The exercise
Copy the listing below word for word, line by line.

Dataset rows
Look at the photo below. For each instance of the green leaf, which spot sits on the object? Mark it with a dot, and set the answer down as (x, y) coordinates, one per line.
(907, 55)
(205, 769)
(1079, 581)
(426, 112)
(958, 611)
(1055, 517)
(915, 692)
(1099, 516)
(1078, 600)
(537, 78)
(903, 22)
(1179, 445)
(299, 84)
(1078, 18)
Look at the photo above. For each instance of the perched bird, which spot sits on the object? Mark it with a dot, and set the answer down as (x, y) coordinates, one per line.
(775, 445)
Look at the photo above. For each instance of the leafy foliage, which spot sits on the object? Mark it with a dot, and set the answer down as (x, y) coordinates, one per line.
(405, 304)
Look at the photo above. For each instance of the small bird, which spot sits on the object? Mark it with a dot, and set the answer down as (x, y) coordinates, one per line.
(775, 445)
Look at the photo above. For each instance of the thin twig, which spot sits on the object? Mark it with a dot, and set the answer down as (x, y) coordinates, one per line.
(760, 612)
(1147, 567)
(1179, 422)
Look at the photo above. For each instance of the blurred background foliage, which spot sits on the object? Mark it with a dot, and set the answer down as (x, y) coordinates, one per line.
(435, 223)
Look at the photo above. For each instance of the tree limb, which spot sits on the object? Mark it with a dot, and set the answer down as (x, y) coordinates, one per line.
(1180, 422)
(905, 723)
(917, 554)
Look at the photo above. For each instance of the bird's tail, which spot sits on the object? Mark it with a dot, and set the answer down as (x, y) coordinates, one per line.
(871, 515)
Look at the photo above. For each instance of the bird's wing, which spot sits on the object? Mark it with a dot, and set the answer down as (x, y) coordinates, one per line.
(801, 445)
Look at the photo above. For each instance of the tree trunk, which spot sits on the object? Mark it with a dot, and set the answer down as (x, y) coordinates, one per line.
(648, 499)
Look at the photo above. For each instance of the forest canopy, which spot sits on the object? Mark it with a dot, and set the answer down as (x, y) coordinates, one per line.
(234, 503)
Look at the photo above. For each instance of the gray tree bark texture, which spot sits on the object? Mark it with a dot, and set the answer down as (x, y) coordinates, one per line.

Correct result
Look at the photo below. For each instance of the green leaf, which spot sits on the object? Mark it with a dot, and set the answer down as (x, y) coordinates, one per line.
(907, 55)
(205, 769)
(1079, 581)
(426, 112)
(958, 611)
(1055, 517)
(915, 692)
(1099, 516)
(1078, 600)
(537, 78)
(903, 22)
(1179, 445)
(299, 84)
(1078, 18)
Look at the photo above. For each instance of the perched bird, which spot sits on the object? Mark it with a dot, and set the answer down as (x, y) coordinates, one per line.
(775, 445)
Look at the photo above. For each instance of the leafy foliage, which spot sits on the object? Mark it with a dot, and set the answer down as (x, y) coordinates, one per line.
(405, 304)
Look at the photo above. For each instance of the small bird, which spot sits on the object? Mark it with a dot, and set the answer down as (x, y) coordinates, one per line.
(775, 445)
Look at the photo above. For each instance of the thin twig, which spot sits on the object? Mark it with a dot, and set the answer down as (x, y) coordinates, one per line.
(760, 612)
(1147, 567)
(1179, 422)
Look at the photo above. For each instance of the blurred background foliage, which spot sits on the object? Mark it with a dot, and set the answer down as (x, y) coordinates, one per line.
(435, 223)
Look at the photo above. For each instance of the tree limb, which spot sits on the object? Mark it with a dot, and set the answer down as (x, y) coordinates, one per line.
(1180, 422)
(905, 723)
(917, 554)
Look at the photo above. For each instance of the bird's tail, which spot sits on the object? Mark it with a dot, and set the answer down as (x, y) coordinates, one per line.
(871, 515)
Look at the photo above. For each instance of the bird's wing, which spot sits on the object? Mark it with a dot, and set the answer down as (x, y) coordinates, one per line.
(801, 445)
Look at the photo above. For each instance of the tree trunk, which spot sits on the object? Mark it with a dot, and set the answer down as (x, y) coordinates, one per line.
(648, 499)
Look at the photo above. For each instance of the forest canopy, which spot sits on the object? Mark it with a dot, and set the answer down as (x, y) coordinates, one per line.
(234, 503)
Look at the photo above. For each instance of the gray tree bark texture, which spot sits on the object? Mark it with a dot, and set the answer down as (x, y) coordinates, one per line.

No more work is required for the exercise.